[Some data]
++++
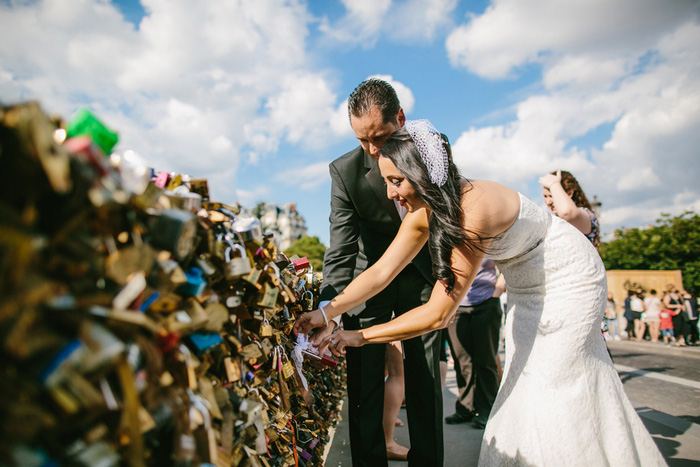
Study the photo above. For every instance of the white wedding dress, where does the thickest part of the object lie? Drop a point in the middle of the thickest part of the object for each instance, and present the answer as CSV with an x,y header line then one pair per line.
x,y
561,402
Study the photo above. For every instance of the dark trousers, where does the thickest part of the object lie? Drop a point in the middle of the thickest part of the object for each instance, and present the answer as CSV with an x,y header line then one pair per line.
x,y
693,336
474,345
422,377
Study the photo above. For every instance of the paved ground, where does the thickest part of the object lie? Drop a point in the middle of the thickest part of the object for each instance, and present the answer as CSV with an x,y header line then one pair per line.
x,y
677,438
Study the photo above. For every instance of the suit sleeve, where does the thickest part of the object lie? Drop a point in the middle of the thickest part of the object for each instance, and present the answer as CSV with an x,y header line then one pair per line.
x,y
341,257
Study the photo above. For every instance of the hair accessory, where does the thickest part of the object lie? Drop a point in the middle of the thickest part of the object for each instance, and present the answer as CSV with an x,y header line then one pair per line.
x,y
325,318
431,148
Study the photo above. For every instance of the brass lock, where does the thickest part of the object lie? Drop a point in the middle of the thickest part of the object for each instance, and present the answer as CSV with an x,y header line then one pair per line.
x,y
237,262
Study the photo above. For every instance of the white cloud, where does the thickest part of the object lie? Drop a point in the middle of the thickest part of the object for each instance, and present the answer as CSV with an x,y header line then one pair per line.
x,y
305,178
512,33
196,85
640,77
410,21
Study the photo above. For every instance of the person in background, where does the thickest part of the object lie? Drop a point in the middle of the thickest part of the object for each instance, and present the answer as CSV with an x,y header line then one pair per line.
x,y
666,319
363,223
474,338
611,317
652,305
565,198
637,307
556,298
675,302
691,308
629,316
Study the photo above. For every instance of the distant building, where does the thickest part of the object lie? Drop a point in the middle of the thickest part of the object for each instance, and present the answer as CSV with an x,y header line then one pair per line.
x,y
285,222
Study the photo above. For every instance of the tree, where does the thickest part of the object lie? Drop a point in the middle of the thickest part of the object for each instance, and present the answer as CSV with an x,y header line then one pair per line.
x,y
311,247
673,243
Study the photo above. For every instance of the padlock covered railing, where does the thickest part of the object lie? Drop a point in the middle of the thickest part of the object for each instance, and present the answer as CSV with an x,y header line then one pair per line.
x,y
143,323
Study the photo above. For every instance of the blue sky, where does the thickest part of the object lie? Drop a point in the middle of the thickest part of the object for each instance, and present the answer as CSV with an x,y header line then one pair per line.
x,y
251,94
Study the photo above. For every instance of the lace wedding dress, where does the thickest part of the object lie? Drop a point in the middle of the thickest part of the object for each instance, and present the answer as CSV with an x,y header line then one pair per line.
x,y
561,401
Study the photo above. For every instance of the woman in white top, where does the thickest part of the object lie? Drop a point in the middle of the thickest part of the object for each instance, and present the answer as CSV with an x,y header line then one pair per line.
x,y
652,314
561,401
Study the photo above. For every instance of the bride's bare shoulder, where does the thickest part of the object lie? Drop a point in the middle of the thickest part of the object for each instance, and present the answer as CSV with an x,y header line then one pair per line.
x,y
489,207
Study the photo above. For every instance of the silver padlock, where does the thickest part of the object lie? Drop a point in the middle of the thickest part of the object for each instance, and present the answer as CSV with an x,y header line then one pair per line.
x,y
309,296
237,262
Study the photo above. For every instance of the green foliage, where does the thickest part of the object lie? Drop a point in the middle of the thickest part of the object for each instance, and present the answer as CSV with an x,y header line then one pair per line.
x,y
673,243
311,247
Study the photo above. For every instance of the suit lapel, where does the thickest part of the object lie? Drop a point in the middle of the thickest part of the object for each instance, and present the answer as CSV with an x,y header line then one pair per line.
x,y
374,178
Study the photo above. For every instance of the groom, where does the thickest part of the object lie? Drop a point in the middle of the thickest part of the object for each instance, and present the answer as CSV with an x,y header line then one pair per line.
x,y
363,224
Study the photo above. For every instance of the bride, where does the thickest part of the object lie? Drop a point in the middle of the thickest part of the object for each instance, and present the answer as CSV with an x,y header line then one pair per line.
x,y
560,401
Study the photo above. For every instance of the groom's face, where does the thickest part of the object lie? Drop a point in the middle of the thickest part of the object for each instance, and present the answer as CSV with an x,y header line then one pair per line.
x,y
371,130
++++
What you are asked to do:
Update the data by replacing every "thickest part" with "widest part" and changing nothing else, and leave the pictures out of your answer.

The output:
Study the photo above. For every instance of the white wedding dress, where does the widest part of the object lie? Drop a point in the middle of the widest part of the object for each instance, and present the answer as CSV with an x,y header line then one pair per line.
x,y
561,402
Study the photo above. For every instance of the dark trousers, where does the widest part of the object lie? Drop a point in the middle of the widest part of the object for each instance, and present the answer as CSV with an x,y header line then one pair per line.
x,y
693,336
474,345
422,377
Study the photo above. For every instance of the paved ground, where does the widest part of the object lie? Drop a point in the middle of the widest part of the object for each instance, and present the answer as CSV with an x,y header line then one pair per line.
x,y
677,438
Study the photo above. For every instance of the suit sleeve, where does the widest part of the object lie? Drop a point in the middle of the widest part of the object for each instance, and present the answer as CSV with an x,y header line then one pair per line.
x,y
341,257
Study the photo above. For every instance of the hair accessory, where does the widest part of the object lie? Drop a point in the middle of the widest part of the object for each instance, and present the answer as CSV with an x,y header line then one pair per line.
x,y
325,318
431,148
Study the photo above. For every instance of the brass lock, where does the widest part of the object lie? Drop a point in the middle of the widest part of the object for each instance, and present the answer as CSV with an x,y header line then one pair per line.
x,y
237,262
Study the photo above. For every instance of the white cloud, where does the widest part of the object lie? Drop a point in the middle of the widest part of the object for each instance, and present the answer as CSV with an x,y header line then one pair per line.
x,y
305,178
512,33
196,85
640,77
410,21
Study the photo above. For every instance of the person in background, where does the widest part of the object lie? Drop a point in the middle of the widest part of the object for each instance, and present the answer as CSV with an x,y header line then one pair per line.
x,y
666,319
363,223
474,338
611,317
652,305
565,198
637,307
556,298
675,302
691,308
629,316
Study the photo above. For every instance of the distant building, where does the widest part of the object lie? Drop a point in the middle of the widest part of the object for each instance, and present the answer as CSV with an x,y header line then one pair per line.
x,y
285,222
Study the photo above. For every instance of the tree, where does the widest part of the object lie? Drop a point in the middle of the widest part of the object for each instance, and present the answer as CSV with an x,y header line then one pair per line.
x,y
311,247
673,243
Study the photo above. For every instance of the padlock covered railing, where does the widest part of the object lie? Drop a point in the middle of the widest part of the object for each instance, and present the answer as CSV with an x,y header line then one pair per line.
x,y
143,323
Study the photo above. For every instance of the blue sky, where does the widest part of the object lie? Drop a point in the middle of the widest part of the object for each instance, and present the answer as CSV with an x,y header line then one pair per line.
x,y
251,94
Study the photo above. For every instance of the lace wedding dress, where does the widest part of the object lie? Drop a point in the middle of the widest part of the object for each instance, and present the answer as CSV with an x,y header line then one pair per line.
x,y
561,401
Study the photo above. For every instance of the woman in white top, where does the widest part of the object lie? Drop a point in the middle of the widest part of the object for each instance, and present the answer as CSV with an x,y header line then one pair per line.
x,y
652,314
561,401
Study the photo above. For every instance of the bride's bare shoulder, where does the widest part of the object lie? Drop a point in the middle of the widest part of the object for each instance, and present the answer as CSV with an x,y header line then one pair per line.
x,y
489,207
Study the photo above. For every instance of the silver padlock, where does the widest part of the object lie? Drop a point in the middle of the widest part of the object for each instance, and present the answer as CSV with an x,y header line then one pair per line.
x,y
309,296
237,262
Study the photo above. For every instance of the green foliage, where does the widest part of the object lie? Drop a point in the middle of the widest part of the object for each instance, and present the answer as CSV with an x,y header line then one pair per line.
x,y
673,243
311,247
Study the photo above. For every instance of the suit lapel, where does the widest part of the object lie? Drop a point in the middle of the widest part of the object for each instance, and present the answer as CSV with an x,y header line then one pair per line.
x,y
374,178
Study the photo above. For every instance of the groom, where does the widest part of the object lie? Drop a point in the middle of the widest part of the object for each instance, and present the answer as CSV with an x,y header line then one pair per line.
x,y
363,224
Study the photo above. For every instance of the bride, where does the widest part of the object lie? Drop a point in the middle of the widest part of the object for each instance, and present the answer as CSV with an x,y header line then one pair per line.
x,y
560,401
Study the photo above. For every instance of the groom's face, where does the widest part of the object lie? Drop a point in the middle of the widest part of the object for each instance, and present the answer as CSV with an x,y header line then one pair per line.
x,y
371,130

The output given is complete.